You may get the sense that this woman is a strong one, a deeply compassionate one — and indeed she is! I love being with her because of her energy of Presence and her ability to be still and listen so, so deeply.
So we went on a lovely walk in Ridgeway State Park, along winding half-snowed trails, exploring. We didn’t walk fast. We stopped and noticed. We shared stories. It reminded me exactly of how I am when I’m with me. I feel part of the land, I wander where I feel pulled to go, I notice little things and share stories with myself about the Meaning of Existence.
At some point, we went off trail. We ended up walking along the other side of the Uncompahgre River, toward the reservoir. Picking our path along a high mud bank, we stopped to notice the amazing beauty of raccoon tracks in the cracked and frozen mud.

• [Record list]

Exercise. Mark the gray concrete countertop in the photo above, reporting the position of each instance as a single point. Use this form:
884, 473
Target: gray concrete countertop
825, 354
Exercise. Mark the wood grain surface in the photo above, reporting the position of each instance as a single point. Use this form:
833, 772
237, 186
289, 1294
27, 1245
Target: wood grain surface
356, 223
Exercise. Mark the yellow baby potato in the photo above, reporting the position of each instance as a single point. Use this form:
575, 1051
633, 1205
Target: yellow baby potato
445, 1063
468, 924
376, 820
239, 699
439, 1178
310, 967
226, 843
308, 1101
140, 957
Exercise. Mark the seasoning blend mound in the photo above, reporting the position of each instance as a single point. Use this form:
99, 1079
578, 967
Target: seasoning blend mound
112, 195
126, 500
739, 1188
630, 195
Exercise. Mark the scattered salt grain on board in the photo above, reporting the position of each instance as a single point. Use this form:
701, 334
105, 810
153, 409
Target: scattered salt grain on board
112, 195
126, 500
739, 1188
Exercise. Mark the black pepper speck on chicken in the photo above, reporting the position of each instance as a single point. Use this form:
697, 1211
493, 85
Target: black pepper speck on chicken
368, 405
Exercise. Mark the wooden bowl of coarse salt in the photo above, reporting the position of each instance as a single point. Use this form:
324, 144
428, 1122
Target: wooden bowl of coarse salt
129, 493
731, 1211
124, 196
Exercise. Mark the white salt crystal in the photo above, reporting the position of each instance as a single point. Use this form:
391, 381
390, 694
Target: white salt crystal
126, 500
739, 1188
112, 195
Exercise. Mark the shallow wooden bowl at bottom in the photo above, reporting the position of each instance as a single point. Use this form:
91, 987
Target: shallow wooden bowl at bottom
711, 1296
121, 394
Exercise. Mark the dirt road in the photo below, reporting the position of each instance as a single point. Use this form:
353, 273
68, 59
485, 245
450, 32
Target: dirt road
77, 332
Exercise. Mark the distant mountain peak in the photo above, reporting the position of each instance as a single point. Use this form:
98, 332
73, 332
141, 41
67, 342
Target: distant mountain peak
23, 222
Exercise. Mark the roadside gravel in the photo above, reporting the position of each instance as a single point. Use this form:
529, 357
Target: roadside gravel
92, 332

• [Set tasks]
- a) Decide whether each statement agrees with the account of the park walk, answering yes or no and quoting the deciding words: (i) the walk through Ridgeway State Park was taken at a fast pace; (ii) after leaving the trail, the two walked along the other side of the Uncompahgre River toward the reservoir; (iii) the tracks noticed in the frozen mud were deer tracks.
- b) Transcribe the account of the park walk word for word, beginning at the words "So we went on" and stopping after the words "Meaning of Existence.".

• [Task-by-task solutions]
- a)
(i) No: "We didn’t walk fast."
(ii) Yes: "We ended up walking along the other side of the Uncompahgre River, toward the reservoir."
(iii) No: "raccoon tracks in the cracked and frozen mud"

- b)
So we went on a lovely walk in Ridgeway State Park, along winding half-snowed trails, exploring. We didn’t walk fast. We stopped and noticed. We shared stories. It reminded me exactly of how I am when I’m with me. I feel part of the land, I wander where I feel pulled to go, I notice little things and share stories with myself about the Meaning of Existence.